Let’s take Cam Newton for example. I think the perception of Cam changes if the bar gets lowered a little. People will see the things he can do — throw deep, pick up first downs with his legs and be durable — more than the things he can’t — run a 4-wide offense like Peyton Manning.


I think part of the reason people might convince Manning to stick around is his 2013 performance: 68 percent completions, 5,477 yards, 55 touchdowns, only 10 interceptions and 8.3 yards per pass. But I think we should take into account: Peyton was playing with by far the best set of skill position players he’s ever had and the scheme, with lots of short throws, helped compensate for a loss of arm strength.

It’s a good thing one of the purveyors of that scheme, head coach John Fox, is still around … Hold on … Wait, you’re telling me the Broncos fired John Fox?

What the Hell is going on out here?

Seriously, the Broncos are out of their collective horse minds if they think they can find a better coach than John Fox.

Here’s the active coaches who have coached in a Super Bowl:

  • Bill Bilechick (3-2)
  • Tom Coughlin (win, win)
  • Mike Tomlin (win, loss)
  • John Harbaugh (win)
  • Pete Carroll (win)
  • Mike McCarthy (win)
  • Sean Payton (win)
  • Jeff Fisher (loss)
  • Jim Caldwell (loss)
  • Andy Reid (loss)
  • Lovie Smith (loss)

════

- [WRITTEN PROBLEM A] In the football piece, which coaches in the Super Bowl list have only a loss next to their names?
The rows that come next are unrelated to the football piece.

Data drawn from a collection
════

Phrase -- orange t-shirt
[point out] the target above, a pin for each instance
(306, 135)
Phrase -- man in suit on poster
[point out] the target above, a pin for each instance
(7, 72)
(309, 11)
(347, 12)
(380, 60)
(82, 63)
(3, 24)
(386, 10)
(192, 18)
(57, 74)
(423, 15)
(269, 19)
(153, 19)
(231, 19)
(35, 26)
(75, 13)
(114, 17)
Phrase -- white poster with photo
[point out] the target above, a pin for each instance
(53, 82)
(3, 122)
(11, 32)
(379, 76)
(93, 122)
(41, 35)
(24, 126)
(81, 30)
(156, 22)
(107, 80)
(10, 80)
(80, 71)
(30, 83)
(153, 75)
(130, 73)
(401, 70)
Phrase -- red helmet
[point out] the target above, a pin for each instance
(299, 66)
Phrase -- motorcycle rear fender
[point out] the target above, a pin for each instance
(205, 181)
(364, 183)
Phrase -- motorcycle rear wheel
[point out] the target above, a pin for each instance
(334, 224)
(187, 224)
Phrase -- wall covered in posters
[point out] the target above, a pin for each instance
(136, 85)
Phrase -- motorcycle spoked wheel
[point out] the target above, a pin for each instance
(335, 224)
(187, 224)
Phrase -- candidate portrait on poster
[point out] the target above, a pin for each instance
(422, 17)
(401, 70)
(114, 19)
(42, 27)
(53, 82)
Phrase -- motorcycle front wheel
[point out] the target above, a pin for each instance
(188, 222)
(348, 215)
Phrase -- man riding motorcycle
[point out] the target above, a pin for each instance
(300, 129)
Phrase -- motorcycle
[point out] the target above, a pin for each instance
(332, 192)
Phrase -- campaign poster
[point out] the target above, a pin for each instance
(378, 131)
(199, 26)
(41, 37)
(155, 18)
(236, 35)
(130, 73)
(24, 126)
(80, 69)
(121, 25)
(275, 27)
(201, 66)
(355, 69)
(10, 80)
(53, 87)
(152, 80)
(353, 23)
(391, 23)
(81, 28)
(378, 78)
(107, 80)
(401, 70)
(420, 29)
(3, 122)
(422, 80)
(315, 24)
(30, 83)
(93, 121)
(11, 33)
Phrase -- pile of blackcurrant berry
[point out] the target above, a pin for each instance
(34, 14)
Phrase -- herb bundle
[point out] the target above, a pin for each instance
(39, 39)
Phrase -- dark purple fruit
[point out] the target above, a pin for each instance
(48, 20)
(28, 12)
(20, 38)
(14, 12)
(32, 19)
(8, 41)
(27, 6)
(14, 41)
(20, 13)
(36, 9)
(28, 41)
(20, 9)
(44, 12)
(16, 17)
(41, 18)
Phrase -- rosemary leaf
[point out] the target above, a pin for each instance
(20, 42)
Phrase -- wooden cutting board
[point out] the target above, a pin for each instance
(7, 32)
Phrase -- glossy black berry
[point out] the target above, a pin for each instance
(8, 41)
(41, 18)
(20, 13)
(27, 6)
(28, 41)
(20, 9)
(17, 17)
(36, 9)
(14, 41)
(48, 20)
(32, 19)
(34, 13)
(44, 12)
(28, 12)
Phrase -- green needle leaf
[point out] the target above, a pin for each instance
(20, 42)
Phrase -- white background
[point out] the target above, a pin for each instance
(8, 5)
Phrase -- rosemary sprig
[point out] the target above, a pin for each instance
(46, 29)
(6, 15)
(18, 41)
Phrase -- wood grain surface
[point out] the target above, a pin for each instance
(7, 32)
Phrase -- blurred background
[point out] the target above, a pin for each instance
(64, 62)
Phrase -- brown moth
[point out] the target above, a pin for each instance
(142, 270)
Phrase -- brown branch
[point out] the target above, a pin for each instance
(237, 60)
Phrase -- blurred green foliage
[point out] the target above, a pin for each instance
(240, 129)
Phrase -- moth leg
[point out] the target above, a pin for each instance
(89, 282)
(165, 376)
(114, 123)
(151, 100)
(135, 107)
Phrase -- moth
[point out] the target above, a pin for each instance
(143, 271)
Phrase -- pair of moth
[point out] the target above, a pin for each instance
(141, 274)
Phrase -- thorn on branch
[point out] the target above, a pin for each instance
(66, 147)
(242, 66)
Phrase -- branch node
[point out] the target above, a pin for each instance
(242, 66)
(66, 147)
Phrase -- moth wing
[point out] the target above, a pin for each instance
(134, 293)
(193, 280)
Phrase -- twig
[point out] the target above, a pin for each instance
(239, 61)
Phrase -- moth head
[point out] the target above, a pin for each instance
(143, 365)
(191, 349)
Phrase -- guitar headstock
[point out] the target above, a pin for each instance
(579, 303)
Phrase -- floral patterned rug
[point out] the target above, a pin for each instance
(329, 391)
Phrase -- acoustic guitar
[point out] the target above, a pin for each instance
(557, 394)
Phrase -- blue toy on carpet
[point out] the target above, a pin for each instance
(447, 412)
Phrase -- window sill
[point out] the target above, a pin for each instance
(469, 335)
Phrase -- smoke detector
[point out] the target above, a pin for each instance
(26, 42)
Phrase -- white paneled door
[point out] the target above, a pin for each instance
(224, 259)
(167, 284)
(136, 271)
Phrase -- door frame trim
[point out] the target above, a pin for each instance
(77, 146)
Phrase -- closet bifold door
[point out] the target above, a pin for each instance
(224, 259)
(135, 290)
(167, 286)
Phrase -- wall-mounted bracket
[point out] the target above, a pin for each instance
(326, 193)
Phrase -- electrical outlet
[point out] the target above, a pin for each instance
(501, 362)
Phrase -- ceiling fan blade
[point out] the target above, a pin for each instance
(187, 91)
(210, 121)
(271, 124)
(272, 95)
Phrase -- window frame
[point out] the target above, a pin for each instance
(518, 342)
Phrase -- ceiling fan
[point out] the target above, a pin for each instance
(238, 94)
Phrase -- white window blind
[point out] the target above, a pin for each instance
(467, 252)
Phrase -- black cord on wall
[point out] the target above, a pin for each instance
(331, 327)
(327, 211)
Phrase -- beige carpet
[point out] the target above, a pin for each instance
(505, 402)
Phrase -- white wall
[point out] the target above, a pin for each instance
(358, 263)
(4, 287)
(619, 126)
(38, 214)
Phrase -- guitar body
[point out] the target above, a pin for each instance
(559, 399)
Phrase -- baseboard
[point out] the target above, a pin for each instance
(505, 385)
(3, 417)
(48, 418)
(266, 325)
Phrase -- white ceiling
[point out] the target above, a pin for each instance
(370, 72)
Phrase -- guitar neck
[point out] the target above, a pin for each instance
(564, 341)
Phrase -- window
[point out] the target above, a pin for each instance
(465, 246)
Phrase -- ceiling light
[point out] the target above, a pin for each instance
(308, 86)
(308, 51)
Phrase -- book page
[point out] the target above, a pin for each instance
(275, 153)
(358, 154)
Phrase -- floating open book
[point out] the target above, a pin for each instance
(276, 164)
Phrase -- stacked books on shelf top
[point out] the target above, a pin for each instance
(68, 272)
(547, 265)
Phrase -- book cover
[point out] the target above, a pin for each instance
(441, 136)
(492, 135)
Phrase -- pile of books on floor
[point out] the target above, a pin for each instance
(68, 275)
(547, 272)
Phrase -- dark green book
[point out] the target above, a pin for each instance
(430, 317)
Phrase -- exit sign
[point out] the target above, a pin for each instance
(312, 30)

════

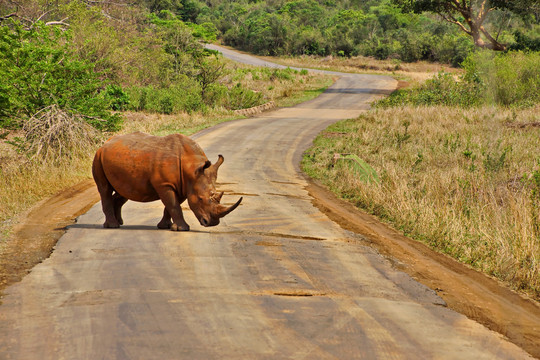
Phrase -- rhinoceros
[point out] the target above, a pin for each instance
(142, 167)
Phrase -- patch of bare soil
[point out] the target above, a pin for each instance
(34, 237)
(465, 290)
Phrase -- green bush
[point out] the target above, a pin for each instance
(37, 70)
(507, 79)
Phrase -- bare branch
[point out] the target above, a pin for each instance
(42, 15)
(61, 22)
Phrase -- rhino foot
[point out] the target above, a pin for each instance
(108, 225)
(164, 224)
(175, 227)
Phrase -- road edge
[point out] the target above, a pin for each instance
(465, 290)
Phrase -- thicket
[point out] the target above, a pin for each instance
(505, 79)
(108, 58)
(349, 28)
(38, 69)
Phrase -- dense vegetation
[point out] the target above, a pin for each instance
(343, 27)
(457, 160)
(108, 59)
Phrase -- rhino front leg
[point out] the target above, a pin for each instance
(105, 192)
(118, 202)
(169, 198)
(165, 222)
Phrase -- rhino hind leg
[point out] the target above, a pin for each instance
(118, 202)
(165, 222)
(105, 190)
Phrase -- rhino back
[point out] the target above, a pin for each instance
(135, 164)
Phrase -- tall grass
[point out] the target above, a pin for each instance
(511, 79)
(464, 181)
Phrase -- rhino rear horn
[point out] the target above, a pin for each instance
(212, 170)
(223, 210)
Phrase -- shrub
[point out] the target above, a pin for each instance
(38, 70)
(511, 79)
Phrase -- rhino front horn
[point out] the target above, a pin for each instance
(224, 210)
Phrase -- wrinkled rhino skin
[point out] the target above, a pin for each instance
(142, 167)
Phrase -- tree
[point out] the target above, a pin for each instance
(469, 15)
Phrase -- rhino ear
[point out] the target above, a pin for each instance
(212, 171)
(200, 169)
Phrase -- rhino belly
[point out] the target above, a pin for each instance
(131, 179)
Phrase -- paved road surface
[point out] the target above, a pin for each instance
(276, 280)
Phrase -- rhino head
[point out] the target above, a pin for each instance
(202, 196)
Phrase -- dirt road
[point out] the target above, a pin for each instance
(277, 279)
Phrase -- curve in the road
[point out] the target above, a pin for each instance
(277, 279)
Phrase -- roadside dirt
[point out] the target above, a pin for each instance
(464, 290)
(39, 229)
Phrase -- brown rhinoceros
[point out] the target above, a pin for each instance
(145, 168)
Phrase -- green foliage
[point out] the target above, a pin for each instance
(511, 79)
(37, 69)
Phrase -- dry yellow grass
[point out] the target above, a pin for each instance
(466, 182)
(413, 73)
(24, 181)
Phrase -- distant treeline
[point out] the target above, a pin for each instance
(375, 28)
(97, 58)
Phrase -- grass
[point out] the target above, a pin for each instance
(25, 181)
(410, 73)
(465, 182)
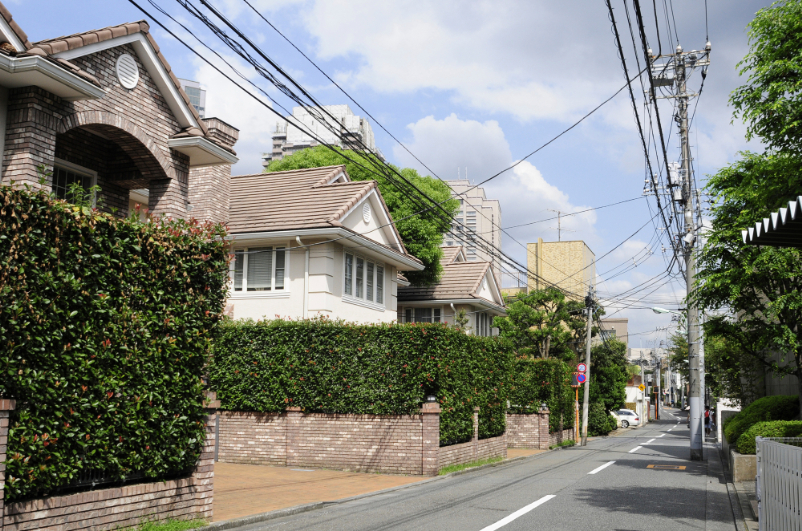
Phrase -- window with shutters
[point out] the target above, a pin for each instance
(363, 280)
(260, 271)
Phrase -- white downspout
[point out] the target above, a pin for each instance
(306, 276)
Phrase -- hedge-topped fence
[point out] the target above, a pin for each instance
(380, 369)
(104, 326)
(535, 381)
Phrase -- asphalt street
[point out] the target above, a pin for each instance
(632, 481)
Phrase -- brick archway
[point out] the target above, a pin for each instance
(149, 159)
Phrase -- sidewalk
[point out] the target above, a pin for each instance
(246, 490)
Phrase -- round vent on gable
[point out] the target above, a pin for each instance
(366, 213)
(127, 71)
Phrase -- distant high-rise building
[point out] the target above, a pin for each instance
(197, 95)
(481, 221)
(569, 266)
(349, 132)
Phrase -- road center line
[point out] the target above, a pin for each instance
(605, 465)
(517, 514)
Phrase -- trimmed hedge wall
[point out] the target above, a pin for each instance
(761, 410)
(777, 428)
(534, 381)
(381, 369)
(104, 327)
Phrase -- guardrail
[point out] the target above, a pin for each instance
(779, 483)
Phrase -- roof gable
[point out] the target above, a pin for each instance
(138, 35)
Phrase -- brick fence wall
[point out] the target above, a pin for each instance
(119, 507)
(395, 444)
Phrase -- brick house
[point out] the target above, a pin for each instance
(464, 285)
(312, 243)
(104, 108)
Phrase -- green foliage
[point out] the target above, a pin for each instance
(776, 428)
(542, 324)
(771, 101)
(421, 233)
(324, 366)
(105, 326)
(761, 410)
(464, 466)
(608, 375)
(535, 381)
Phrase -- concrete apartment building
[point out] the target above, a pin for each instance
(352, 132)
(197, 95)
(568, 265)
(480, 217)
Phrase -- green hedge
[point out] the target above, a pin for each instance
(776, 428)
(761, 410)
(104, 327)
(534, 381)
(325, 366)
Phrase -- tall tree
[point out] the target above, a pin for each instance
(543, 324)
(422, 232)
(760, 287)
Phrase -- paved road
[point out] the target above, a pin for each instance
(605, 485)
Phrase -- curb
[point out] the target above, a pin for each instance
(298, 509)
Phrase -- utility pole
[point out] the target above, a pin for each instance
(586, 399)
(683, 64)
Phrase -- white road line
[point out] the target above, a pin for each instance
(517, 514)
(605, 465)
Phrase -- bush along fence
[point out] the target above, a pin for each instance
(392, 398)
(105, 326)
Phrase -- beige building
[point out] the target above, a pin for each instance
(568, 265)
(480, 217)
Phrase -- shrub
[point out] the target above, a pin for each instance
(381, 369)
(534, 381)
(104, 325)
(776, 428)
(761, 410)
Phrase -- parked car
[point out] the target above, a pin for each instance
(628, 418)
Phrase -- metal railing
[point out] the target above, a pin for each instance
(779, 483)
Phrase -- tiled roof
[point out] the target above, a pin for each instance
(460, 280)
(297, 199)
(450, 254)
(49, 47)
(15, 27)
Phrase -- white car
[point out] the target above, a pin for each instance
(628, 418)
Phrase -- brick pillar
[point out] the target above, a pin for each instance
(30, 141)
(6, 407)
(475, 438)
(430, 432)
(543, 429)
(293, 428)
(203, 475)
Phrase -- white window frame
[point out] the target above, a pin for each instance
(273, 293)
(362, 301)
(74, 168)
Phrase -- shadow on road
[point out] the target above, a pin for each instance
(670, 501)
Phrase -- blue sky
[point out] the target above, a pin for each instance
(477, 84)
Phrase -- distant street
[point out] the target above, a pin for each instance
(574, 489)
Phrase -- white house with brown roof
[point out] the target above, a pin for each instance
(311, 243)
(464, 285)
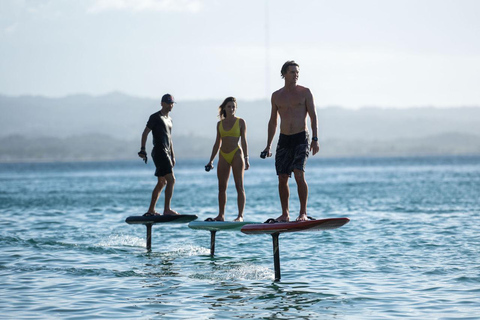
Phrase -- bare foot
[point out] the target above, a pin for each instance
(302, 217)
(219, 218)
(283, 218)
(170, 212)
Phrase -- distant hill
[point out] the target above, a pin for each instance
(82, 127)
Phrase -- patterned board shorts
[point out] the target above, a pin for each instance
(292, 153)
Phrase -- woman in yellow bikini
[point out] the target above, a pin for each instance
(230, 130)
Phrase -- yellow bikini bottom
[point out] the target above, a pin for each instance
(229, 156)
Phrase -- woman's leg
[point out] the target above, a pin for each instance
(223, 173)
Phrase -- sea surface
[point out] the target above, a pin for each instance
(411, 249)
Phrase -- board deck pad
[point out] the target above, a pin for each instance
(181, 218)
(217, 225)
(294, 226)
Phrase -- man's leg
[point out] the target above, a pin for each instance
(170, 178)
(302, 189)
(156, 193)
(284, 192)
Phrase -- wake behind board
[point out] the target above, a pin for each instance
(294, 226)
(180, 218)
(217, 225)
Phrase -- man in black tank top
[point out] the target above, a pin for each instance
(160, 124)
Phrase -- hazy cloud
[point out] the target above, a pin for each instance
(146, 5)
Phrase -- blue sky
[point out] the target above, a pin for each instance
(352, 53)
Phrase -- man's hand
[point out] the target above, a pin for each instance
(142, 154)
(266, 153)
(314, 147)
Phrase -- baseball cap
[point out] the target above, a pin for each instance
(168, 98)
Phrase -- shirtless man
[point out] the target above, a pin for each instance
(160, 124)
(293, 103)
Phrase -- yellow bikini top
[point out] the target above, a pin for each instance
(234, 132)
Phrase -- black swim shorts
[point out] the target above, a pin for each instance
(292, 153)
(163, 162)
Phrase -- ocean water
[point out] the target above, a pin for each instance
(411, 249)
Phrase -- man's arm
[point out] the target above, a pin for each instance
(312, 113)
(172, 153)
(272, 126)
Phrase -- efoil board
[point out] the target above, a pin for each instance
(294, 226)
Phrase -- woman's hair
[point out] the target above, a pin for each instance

════

- [WRITTEN PROBLEM B] Tally the lines of the rows above that contain the string "beige", treating case as significant, and give only the number.

- [FULL RESPONSE A] Jeff Fisher, Jim Caldwell, Andy Reid, Lovie Smith

- [FULL RESPONSE B] 2